» AIM
Lines before the one containing "pin: beisa oryx" are excluded; reproduce that line and all lines after it in the entries below, exactly.

» RECORDS FOR THIS EXERCISE
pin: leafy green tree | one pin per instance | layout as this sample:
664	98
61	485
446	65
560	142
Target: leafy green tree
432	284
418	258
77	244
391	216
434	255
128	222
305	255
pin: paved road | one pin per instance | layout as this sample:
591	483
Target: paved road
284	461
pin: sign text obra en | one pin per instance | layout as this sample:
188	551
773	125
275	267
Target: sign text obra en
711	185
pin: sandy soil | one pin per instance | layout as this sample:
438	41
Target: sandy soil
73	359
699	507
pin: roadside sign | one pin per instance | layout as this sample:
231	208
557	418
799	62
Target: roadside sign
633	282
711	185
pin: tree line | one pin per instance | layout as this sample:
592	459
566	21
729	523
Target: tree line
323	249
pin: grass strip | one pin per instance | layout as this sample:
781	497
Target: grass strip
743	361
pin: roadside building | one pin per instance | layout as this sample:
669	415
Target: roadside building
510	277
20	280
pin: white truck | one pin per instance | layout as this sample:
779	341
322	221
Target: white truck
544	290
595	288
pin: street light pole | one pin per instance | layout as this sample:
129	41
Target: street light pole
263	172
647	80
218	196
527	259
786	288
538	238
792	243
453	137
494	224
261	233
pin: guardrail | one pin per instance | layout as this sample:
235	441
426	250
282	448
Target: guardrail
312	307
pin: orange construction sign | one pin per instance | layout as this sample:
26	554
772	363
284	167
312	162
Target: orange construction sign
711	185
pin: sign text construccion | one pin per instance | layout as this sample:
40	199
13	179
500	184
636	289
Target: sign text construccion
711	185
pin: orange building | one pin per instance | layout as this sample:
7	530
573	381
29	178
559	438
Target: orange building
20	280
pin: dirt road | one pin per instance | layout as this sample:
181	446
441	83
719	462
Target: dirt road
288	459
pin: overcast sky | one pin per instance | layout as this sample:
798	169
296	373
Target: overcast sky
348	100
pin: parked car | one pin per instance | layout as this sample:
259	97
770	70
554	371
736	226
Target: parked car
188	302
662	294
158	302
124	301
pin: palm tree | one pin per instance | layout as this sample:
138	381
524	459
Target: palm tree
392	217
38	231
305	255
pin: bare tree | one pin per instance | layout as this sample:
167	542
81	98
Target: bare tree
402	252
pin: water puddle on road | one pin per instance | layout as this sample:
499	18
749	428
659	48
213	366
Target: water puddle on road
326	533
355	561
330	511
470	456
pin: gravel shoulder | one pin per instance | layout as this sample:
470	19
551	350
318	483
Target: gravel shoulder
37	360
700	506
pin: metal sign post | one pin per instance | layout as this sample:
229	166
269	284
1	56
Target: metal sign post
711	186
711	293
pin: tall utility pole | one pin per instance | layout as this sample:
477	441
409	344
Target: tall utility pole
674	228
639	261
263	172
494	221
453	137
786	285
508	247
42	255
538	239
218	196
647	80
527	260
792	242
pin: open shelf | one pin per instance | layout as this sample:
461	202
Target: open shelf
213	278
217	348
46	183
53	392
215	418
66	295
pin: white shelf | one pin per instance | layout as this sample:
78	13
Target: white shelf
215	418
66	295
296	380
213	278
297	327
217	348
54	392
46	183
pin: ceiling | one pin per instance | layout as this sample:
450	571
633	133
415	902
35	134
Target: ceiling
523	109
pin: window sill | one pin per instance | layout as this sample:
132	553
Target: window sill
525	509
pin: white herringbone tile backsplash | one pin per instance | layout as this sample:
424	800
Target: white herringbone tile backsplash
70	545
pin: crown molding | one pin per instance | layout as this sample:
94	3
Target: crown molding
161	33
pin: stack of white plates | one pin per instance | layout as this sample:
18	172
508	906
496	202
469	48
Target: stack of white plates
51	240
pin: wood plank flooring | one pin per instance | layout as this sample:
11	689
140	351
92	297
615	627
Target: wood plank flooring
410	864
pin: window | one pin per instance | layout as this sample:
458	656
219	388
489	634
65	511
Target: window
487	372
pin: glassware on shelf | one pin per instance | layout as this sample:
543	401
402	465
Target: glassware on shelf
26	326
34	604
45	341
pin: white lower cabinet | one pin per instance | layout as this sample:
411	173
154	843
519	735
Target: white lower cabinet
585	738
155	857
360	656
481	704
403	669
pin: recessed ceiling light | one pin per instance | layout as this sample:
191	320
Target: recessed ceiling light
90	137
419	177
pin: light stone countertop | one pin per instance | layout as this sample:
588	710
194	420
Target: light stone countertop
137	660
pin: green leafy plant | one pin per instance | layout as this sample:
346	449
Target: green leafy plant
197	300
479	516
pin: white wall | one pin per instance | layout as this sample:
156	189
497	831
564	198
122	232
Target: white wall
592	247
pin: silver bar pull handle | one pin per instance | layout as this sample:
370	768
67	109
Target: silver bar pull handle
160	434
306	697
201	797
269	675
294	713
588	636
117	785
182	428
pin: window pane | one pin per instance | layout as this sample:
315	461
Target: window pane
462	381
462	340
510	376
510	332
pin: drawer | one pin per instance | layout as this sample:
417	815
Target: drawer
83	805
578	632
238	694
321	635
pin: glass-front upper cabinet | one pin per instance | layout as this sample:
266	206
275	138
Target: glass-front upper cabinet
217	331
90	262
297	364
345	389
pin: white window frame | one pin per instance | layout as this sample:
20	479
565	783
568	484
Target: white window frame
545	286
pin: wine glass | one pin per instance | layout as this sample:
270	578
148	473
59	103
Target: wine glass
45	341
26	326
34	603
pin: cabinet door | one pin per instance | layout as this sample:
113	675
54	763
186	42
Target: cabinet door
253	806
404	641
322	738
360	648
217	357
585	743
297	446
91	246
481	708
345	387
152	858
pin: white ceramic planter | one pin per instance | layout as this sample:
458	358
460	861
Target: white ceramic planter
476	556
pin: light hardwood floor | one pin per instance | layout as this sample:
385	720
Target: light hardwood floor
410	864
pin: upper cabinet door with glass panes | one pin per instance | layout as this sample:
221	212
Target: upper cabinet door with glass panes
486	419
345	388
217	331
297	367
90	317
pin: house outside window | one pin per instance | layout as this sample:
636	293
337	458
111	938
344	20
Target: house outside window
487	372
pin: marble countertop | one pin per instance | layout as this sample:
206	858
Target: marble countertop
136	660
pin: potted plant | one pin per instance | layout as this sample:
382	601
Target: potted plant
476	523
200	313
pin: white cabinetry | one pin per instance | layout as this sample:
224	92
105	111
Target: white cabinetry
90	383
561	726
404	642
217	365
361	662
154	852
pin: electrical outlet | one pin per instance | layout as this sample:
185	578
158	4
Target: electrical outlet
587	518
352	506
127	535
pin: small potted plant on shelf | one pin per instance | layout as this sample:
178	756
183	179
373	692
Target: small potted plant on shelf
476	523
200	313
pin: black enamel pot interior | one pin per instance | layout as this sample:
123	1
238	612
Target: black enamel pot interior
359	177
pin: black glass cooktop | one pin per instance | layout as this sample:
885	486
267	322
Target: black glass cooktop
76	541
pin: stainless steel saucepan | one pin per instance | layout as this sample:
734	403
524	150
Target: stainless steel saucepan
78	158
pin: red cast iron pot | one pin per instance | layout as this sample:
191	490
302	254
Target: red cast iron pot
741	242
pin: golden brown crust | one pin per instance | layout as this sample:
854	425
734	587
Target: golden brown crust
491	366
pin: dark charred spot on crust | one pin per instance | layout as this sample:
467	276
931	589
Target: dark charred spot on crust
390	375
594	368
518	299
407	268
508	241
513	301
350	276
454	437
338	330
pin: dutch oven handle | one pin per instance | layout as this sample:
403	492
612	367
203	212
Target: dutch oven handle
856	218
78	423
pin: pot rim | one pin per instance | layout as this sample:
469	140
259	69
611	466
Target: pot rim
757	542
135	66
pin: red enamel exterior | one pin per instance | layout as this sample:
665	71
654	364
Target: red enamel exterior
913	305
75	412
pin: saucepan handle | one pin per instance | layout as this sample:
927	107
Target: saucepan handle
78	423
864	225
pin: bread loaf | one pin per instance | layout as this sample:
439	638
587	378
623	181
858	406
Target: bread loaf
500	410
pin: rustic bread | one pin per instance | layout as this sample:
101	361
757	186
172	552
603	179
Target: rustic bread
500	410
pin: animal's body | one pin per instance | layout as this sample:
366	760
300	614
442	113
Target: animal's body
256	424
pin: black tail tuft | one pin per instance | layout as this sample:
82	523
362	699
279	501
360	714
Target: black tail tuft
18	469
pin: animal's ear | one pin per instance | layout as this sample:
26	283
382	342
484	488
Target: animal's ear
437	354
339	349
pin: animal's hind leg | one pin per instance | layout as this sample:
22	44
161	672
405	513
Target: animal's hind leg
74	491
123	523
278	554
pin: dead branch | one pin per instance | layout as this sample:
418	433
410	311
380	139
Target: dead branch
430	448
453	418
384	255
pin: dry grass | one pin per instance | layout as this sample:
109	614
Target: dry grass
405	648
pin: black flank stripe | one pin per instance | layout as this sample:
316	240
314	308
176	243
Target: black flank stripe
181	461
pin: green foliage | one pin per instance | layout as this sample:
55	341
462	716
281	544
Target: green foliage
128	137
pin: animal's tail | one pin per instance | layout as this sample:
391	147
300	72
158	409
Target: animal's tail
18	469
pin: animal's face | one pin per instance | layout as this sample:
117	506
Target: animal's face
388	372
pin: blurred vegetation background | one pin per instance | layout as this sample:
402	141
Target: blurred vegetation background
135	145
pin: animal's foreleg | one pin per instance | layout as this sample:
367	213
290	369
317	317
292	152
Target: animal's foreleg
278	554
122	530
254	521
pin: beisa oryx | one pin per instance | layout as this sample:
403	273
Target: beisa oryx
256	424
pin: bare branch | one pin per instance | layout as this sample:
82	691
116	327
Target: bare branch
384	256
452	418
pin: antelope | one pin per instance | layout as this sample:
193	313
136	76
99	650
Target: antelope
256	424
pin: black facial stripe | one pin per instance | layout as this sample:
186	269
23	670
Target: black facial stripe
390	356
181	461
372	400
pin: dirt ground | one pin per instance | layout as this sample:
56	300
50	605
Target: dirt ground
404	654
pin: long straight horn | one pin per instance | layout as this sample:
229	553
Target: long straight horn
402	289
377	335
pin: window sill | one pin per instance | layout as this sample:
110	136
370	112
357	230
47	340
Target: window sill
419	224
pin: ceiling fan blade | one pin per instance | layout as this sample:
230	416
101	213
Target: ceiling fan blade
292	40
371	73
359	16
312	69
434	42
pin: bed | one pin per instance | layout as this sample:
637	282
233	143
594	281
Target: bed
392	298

» THE RESULT
pin: beisa oryx | one pin per instance | layout as this sample:
403	273
Target: beisa oryx
256	424
pin: bare branch | one pin per instance | layout as this sample:
82	691
116	327
Target: bare branch
384	256
452	418
pin: antelope | one pin per instance | layout as this sample:
193	313
136	76
99	650
Target: antelope
256	424
pin: black facial stripe | one pin per instance | layout as this sample:
186	269
23	670
Target: black facial stripe
390	356
181	461
372	400
pin: dirt ground | one pin per instance | layout as this sample:
56	300
50	605
Target: dirt ground
404	654
pin: long straight horn | one pin per instance | layout as this sample:
229	553
Target: long straight horn
402	289
377	335
pin: window sill | one pin per instance | layout as this sample:
110	136
370	112
357	230
47	340
Target: window sill
419	224
pin: ceiling fan blade | one pin per instance | layout as this sample:
230	416
101	213
Target: ceiling fan blade
292	40
371	73
359	16
312	69
434	42
pin: bed | one pin per instance | layout as this sample:
637	282
233	143
594	281
Target: bed
392	298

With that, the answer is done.